=== Estratto della pagina ===

Ecco a voi il ministro Alfonso Bonafede, forte con i deboli, ma debolissimo con i forti. Dal Parlamento è scappato, prima di poter snocciolare numeri e solo numeri della sua relazione annuale sullo stato della giustizia, e prima di ricevere fischi e ortaggi dai senatori. Per l’inaugurazione dell’anno giudiziario si è rifugiato nell’aula-bunker di Lamezia, un luogo poco rituale dove si dovrebbero celebrare processoni e invece si dice che si lotta contro la mafia. Un luogo per lui, visto che il guardasigilli ostenta sempre con fierezza la sua coccarda di ministro antimafia.

Soprattutto dopo che un membro del Csm, Nino Di Matteo, che è anche il procuratore più scortato d’Italia per le minacce ricevute dalle cosche, si è permesso di usare una trasmissione televisiva per accusarlo di essersi piegato al volere dei picciotti. Indimenticabile quella domenica sera di un anno fa da Giletti (che ne parla ancora adesso), quando al ministro era stato contestato quanto meno un concorso esterno in associazione mafiosa. Il magistrato aveva improvvisamente buttato fuori un nocciolone che teneva in gola da due anni, dal giorno in cui aveva sperato di diventare capo del Dap, come gli aveva proposto il ministro, in alternativa alla direzione degli affari penali.

Ma Bonafede aveva tradito le sue aspettative, preferendogli uno sconosciuto Basentini alla direzione del Dap e concedendogli solo l’alternativa poco attraente, che lui aveva prontamente rifiutato. Ma la cosa grave accaduta due anni dopo era il fatto che Di Matteo e lo stesso Giletti e tutti gli altri ospiti della compagnia di giro della domenica sera televisiva di La7, avevano pesantemente insinuato un cedimento di Bonafede ai chiacchiericci di ora d’aria di qualche mafiosetto che paventava l’arrivo del magistrato “antimafia” a occuparsi dei circuiti carcerari. I boss minacciavano, si era detto, e Bonafede aveva ceduto.

=== Serie di righe ===

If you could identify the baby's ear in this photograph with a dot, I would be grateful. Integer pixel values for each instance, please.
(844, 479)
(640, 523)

===
=== Serie di righe ===

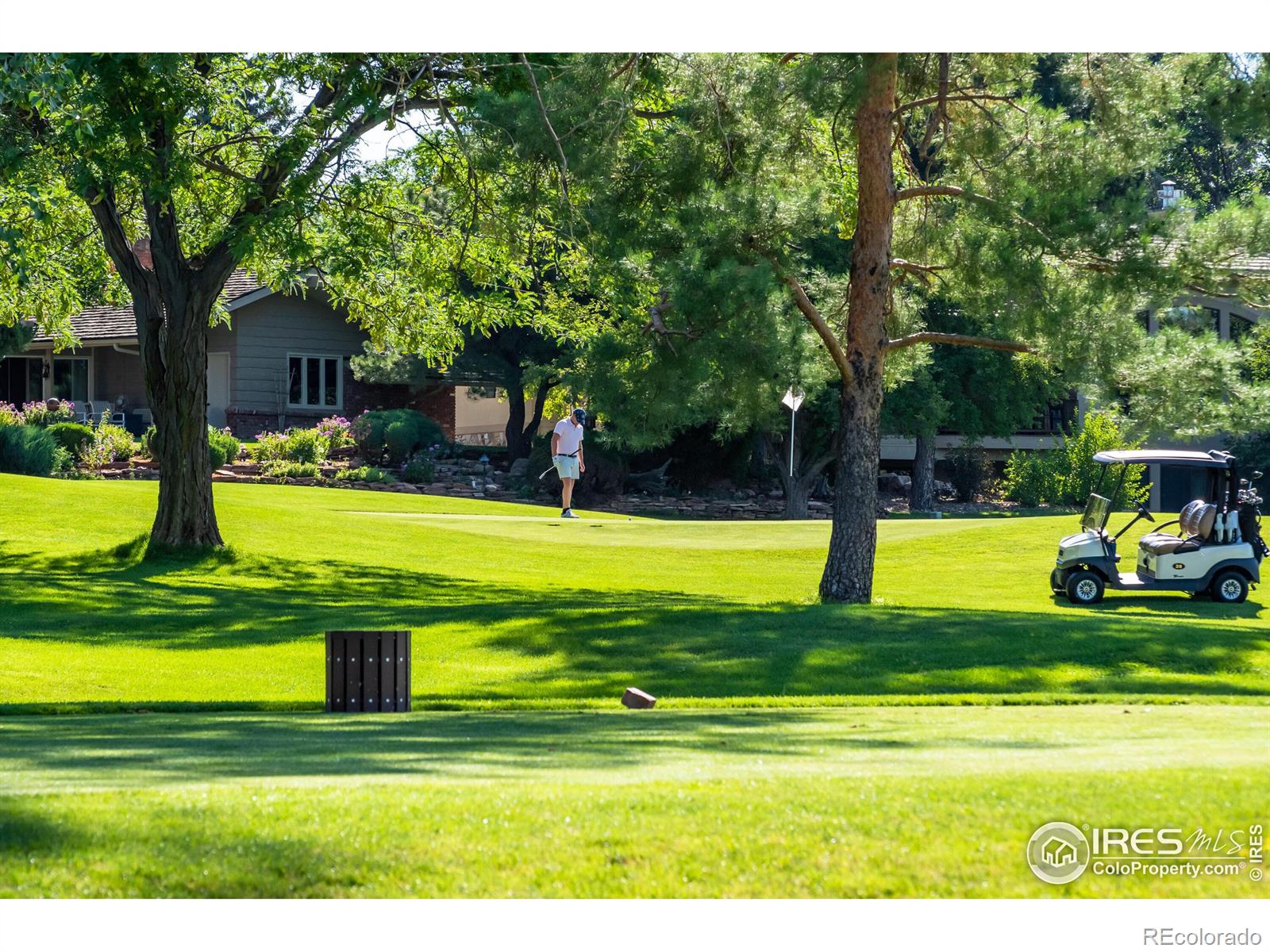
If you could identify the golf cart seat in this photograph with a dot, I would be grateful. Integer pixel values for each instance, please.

===

# Consegna A
Riscrivi in forma di elenco puntato, più breve, il paragrafo dell'articolo su Bonafede che inizia con "Ma Bonafede aveva tradito", conservandone i fatti principali.
# Consegna B
Riprendi l'articolo su Bonafede dopo la sua ultima frase e proseguilo con un nuovo paragrafo.

# Risposta scritta A
- Bonafede deluse le aspettative di Di Matteo: per la direzione del Dap scelse lo sconosciuto Basentini e gli offrì solo l'alternativa poco attraente, che Di Matteo rifiutò subito.
- Due anni dopo, nella trasmissione domenicale di La7, Di Matteo, Giletti e gli altri ospiti insinuarono pesantemente che Bonafede avesse ceduto alle chiacchiere di qualche mafioso, timoroso che il magistrato "antimafia" arrivasse a occuparsi dei circuiti carcerari.
- L'accusa, in sintesi: i boss minacciavano e Bonafede aveva ceduto.

# Risposta scritta B
Il ministro aveva telefonato in diretta in trasmissione, aveva pianto, aveva implorato che lo credessero, aveva gridato che era stato tutto normale, tutto casuale. Si era lasciato trattar male dal conduttore scortese e frettoloso. Si era umiliato, ma non aveva denunciato. Avrebbe potuto farlo, ma non lo aveva fatto. Si era dimostrato forte con i deboli e debole con i forti. Del davighismo aveva assunto solo la facciata, come quello che si fa passare sotto il banco il foglietto con la soluzione del compito di matematica. I suoi risultati, i momenti in cui lui è riuscito a fare il duro, difficilmente erano farina del suo sacco. Ne fa quasi una rivendicazione, sul Fatto di ieri, l’ex procuratore Giancarlo Caselli, l’unico ad apprezzarlo esplicitamente proprio per quelle iniziative (legge Spazzacorrotti, abolizione della prescrizione, iniziativa contro i magistrati di sorveglianza sul differimento pena di alcuni detenuti a rischio contagio da coronavirus) per le quali il guardasigilli sta oggi rischiando il posto.

Sono i provvedimenti-medaglia della subcultura dei cinquestelle, ma che, va ricordato, sono stati votati dalle due diverse maggioranze che hanno sostenuto i governi Conte-Bonafede, prima dalla Lega e dopo dai partiti della sinistra. Che, oggi, soprattutto tra i parlamentari di Italia Viva, sono visti come ostacolo alla permanenza di Bonafede al ministero di giustizia. Stiamo parlando di provvedimenti che portano addosso le impronte digitali dei più accaniti pubblici ministeri, quelli che vedono i cittadini come furbastri colpevoli che l’hanno fatta franca. La prima medaglia, un vero fiore all’occhiello, è la legge del 2019 dal nome suggestivo nella sua spaventosità: “spazzacorrotti”.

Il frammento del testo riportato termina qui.